PROBLEM TO SOLVE
Reproduce every entry exactly and leave its pictures out.

___ RECORD EXTRACTS ___

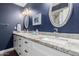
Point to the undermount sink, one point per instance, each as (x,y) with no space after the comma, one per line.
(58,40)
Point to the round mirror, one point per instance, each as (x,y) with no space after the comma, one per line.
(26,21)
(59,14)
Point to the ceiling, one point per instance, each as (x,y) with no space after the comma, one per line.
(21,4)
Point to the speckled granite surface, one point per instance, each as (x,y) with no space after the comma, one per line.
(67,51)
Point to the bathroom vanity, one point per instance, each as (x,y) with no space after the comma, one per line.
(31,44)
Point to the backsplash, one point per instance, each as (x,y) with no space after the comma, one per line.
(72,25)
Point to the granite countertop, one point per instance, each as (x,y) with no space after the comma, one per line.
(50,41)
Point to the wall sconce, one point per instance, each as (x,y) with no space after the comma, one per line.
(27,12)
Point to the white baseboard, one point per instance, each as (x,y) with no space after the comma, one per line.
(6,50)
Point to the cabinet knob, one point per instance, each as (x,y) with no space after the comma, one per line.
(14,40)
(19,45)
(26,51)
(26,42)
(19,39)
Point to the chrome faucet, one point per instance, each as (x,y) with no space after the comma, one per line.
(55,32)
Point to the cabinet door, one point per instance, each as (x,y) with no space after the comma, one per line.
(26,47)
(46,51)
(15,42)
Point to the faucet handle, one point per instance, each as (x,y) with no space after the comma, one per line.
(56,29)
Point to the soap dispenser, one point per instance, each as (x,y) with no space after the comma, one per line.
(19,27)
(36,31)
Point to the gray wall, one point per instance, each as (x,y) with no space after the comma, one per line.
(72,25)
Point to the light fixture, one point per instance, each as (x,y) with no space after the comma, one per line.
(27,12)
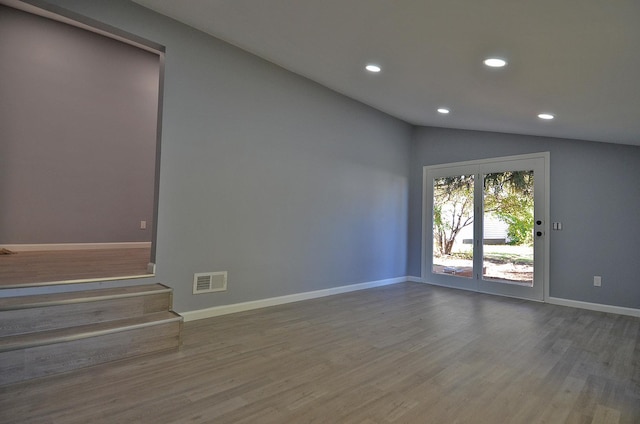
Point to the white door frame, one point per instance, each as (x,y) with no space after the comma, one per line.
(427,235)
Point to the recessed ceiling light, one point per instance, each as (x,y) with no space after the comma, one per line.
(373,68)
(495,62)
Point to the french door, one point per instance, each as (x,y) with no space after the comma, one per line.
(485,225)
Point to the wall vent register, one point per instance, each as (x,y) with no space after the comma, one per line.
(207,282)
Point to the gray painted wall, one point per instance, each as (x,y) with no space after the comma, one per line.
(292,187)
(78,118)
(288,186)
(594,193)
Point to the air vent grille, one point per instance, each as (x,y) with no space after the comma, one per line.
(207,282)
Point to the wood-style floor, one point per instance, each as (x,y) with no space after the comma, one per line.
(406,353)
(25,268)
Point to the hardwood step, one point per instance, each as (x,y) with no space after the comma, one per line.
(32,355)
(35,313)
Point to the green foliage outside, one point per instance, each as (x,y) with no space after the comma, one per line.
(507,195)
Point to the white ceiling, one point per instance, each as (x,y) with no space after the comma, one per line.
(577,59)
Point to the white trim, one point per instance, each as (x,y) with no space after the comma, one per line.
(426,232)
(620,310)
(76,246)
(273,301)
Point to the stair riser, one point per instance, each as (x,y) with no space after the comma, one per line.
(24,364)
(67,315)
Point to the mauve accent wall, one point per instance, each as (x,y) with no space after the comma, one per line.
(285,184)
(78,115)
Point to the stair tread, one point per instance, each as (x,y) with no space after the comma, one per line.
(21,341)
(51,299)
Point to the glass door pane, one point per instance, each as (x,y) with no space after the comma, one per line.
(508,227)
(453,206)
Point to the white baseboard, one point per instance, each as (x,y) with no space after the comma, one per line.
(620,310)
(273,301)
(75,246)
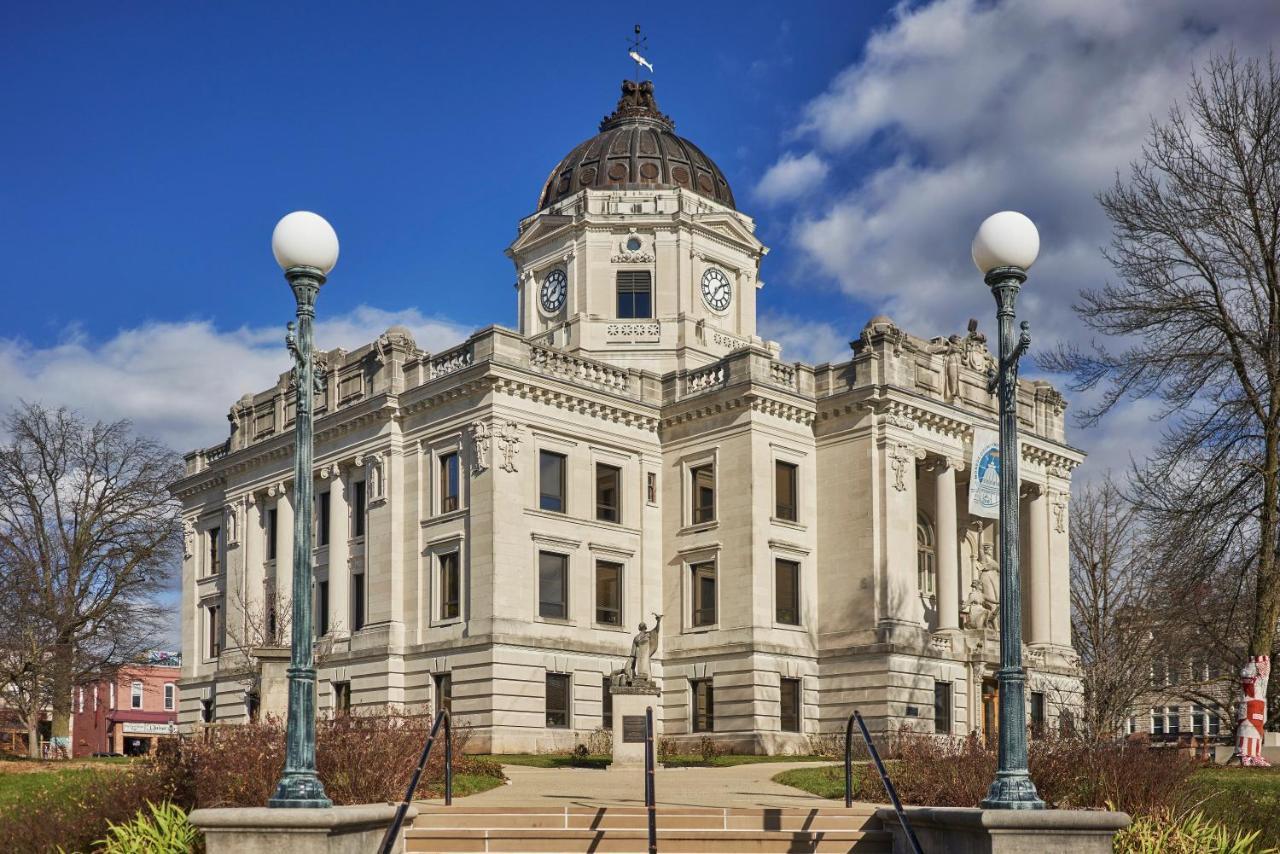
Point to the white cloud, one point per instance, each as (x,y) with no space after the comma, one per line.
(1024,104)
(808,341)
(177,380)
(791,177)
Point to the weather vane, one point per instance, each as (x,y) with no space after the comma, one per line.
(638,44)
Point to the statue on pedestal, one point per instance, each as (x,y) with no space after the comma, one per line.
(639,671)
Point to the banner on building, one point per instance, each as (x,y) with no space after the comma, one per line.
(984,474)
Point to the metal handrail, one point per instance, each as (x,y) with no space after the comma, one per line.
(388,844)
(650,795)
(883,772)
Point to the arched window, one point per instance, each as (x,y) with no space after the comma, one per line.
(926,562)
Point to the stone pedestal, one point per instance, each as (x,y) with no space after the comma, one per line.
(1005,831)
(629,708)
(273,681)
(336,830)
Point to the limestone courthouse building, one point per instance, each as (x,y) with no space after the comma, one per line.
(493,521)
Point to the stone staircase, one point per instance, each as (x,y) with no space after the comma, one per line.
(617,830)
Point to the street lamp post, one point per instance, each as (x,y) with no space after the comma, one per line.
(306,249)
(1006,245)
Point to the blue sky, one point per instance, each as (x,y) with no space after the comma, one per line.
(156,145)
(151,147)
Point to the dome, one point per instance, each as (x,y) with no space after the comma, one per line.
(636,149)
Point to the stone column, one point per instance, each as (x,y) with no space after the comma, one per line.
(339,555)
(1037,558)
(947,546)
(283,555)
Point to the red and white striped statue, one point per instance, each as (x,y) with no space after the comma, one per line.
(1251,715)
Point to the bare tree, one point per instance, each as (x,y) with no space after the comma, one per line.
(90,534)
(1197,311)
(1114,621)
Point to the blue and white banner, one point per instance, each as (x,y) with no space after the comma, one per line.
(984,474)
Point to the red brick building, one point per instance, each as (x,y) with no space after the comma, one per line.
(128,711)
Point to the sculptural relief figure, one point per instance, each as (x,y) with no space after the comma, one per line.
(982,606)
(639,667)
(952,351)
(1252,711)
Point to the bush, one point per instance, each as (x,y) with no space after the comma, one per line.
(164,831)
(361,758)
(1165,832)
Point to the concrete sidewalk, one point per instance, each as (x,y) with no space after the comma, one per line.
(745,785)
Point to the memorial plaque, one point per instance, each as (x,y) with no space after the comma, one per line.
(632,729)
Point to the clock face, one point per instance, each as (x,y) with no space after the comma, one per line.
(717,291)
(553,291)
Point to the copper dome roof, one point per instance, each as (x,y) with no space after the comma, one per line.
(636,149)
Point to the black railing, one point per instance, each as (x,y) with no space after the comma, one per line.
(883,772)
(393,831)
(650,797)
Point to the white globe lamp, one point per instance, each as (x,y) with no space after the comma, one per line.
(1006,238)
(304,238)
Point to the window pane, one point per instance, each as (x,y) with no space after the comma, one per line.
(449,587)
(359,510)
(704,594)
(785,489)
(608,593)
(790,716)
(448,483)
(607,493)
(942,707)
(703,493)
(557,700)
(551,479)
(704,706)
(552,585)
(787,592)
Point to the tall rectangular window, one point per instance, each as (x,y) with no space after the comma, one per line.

___

OUTPUT FOR THIS TASK
Point to the undermount sink, one point per instance, each as (x,y) with no space after the comma, one per line.
(58,40)
Point to the round mirror, one point per instance, each as (x,y) with no space after the comma, one per line.
(26,21)
(59,14)
Point to the ceiling, one point per instance, each as (x,y) with no space after the comma, one per line.
(21,4)
Point to the speckled granite surface, one point per instance, each as (x,y) with no space after the comma, one per line.
(67,51)
Point to the bathroom vanity, one point per instance, each as (x,y) with no space after the comma, one per line.
(31,44)
Point to the backsplash, one point per instance, each as (x,y) with no space after the comma, one per line.
(72,25)
Point to the granite countertop, one point per instance, each as (x,y) with no space after the comma, one per line.
(50,41)
Point to the wall sconce, one point per instance, each as (x,y) with no space after the comma, one per line.
(27,12)
Point to the white baseboard, one point per instance, each as (x,y) with no space after the comma, one per line.
(6,50)
Point to the cabinet knob, one point per instance, each as (x,y) with no space after the comma, one per line.
(14,40)
(19,45)
(26,51)
(26,42)
(19,39)
Point to the chrome faucet, one point per instance, each as (x,y) with no space after the comma, one per line.
(55,32)
Point to the cabinet door, one point per instance, each as (x,y) with no space after the comma, one per line.
(26,47)
(46,51)
(15,42)
Point to the faucet handle, one point per instance, each as (x,y) with no space after the comma, one per line.
(56,29)
Point to the soap dispenser, one point per instance, each as (x,y) with no space after the comma, one per line.
(19,27)
(36,31)
Point to the gray wall, one point per instance, each as (x,y) with no space after the comma, one per line.
(72,25)
Point to the light fixture, one point per instance, each as (x,y) with no space after the comma, one per line.
(27,12)
Point to the white door frame, one point per instance, each as (x,y) with no space after the comma, one per line.
(427,235)
Point to the recessed ceiling light, one point per instance, each as (x,y) with no space after the comma, one per line.
(373,68)
(495,62)
Point to the french door, one point per instance, each as (x,y) with no space after the comma, one per line.
(485,225)
Point to the wall vent register, one point per instance, each as (x,y) with no space after the comma, one per line.
(207,282)
Point to the gray painted wall, one point per instance, each as (x,y) with no space after the comma, one per line.
(292,187)
(78,118)
(288,186)
(594,193)
Point to the air vent grille, one point per instance, each as (x,y) with no space after the comma, one per line.
(207,282)
Point to the wood-style floor, one point per instance, each as (x,y) with no space after the comma, one per line.
(406,353)
(25,268)
Point to the hardwood step, one point per instance, each as (x,y) with no space after the comma, one per line.
(32,355)
(35,313)
Point to the green foliage outside, one point per instance, each as (x,y) with no space after the comma, one per line.
(507,195)
Point to the white ceiling, one point per instance, each as (x,y) with no space after the comma, one per line.
(577,59)
Point to the white trim, one point per instance, each as (x,y) with no space after the comma, one per line.
(426,232)
(620,310)
(76,246)
(273,301)
Point to the stair riser, one point per instance, each as (x,y) with no space after the comma, one per line.
(24,364)
(67,315)
Point to the mauve accent wall, one point per instance, each as (x,y) with no space after the comma, one per line.
(285,184)
(78,115)
Point to the stair tread, one point per instance, each as (x,y) with no space after the comma, one per line.
(21,341)
(51,299)
Point to the glass door pane, one point per instance, each as (x,y) with no space after the comma, one per line.
(508,227)
(453,206)
Point to the white baseboard, one point per instance, each as (x,y) with no space after the comma, one per line.
(620,310)
(273,301)
(75,246)
Point to the white cloud, one point per instance, each as (x,y) with no space after the comma, one per line.
(1024,104)
(808,341)
(177,380)
(791,177)
Point to the weather vane, one point per instance, each as (x,y) with no space after the comma, one per line.
(638,44)
Point to the statue on pedestal, one point per instance, each as (x,y) with no space after the comma, one per line.
(639,671)
Point to the banner on building, one point per instance, each as (x,y) with no space after the comma, one per line.
(984,474)
Point to the metal handrail, one point per instance, each as (x,y) with no space after the comma, one per line.
(388,844)
(650,795)
(883,772)
Point to the arched window, one point per instance, each as (x,y) with no space after the comma, one per line.
(926,562)
Point to the stone pedestal, one point per instance, each as (x,y) with no space after the comma, one per line.
(1005,831)
(629,708)
(273,681)
(336,830)
Point to the limestone courthouse building, one point per instance, each as (x,y) with no space after the comma, one per line.
(493,521)
Point to the stone staircase, one point per instance, each as (x,y) with no space after the comma, one per line.
(617,830)
Point to the street lamp post, one point per instance, each as (x,y) with no space after the comma, one per line.
(306,249)
(1006,245)
Point to the blue sky, one point per instance, each as (x,y) with no space after the comma, one per line.
(156,145)
(151,147)
Point to the dome, one point per instance, each as (x,y) with no space after the comma, one per line.
(636,149)
Point to the stone column, one point per instance, each as (x,y) with no space after the comma, one per line.
(339,555)
(1037,558)
(947,546)
(283,555)
Point to the red and white striped statue, one point per instance, each as (x,y) with no space after the comma, one per line.
(1251,715)
Point to the bare tree, one point per instance, each as (x,y) with no space after the comma, one per line.
(90,534)
(1197,311)
(1114,621)
Point to the blue and white banner, one point per instance, each as (x,y) with no space after the comma, one per line.
(984,474)
Point to the red brick building, one point per instance, each as (x,y) with no space after the comma, one per line.
(128,711)
Point to the sculptural relief figure, one point per instance, each as (x,y) with no space after the comma, one per line.
(982,606)
(639,667)
(952,351)
(1252,711)
Point to the bush, one point per instance, each as (x,y) with no space after the comma, one per line.
(164,831)
(361,758)
(1165,832)
Point to the concrete sidewalk, one point per instance, each as (x,y) with no space after the comma, one per line.
(745,785)
Point to the memorial plaque, one point per instance, each as (x,y) with no space after the comma, one per line.
(632,729)
Point to the clock face, one point per instance, each as (x,y) with no space after the comma, one per line.
(717,291)
(553,291)
Point to the copper dome roof, one point per instance, each as (x,y) with no space after the comma, one per line.
(636,149)
Point to the black railing, one point per instance, each as (x,y) with no space after the comma, one per line.
(883,772)
(393,831)
(650,797)
Point to the white globe lamp, one point per instance, each as (x,y) with no space after the comma, one per line.
(1006,238)
(304,238)
Point to the window pane, one point per instance, each as (x,y) with no space after the comma, one per line.
(449,587)
(359,510)
(704,594)
(785,489)
(608,593)
(790,716)
(448,483)
(607,493)
(942,707)
(703,493)
(557,700)
(551,479)
(704,706)
(552,585)
(787,592)
Point to the tall rectangular window, one point per instance, each as (x,y) with no space after the comma, one per line.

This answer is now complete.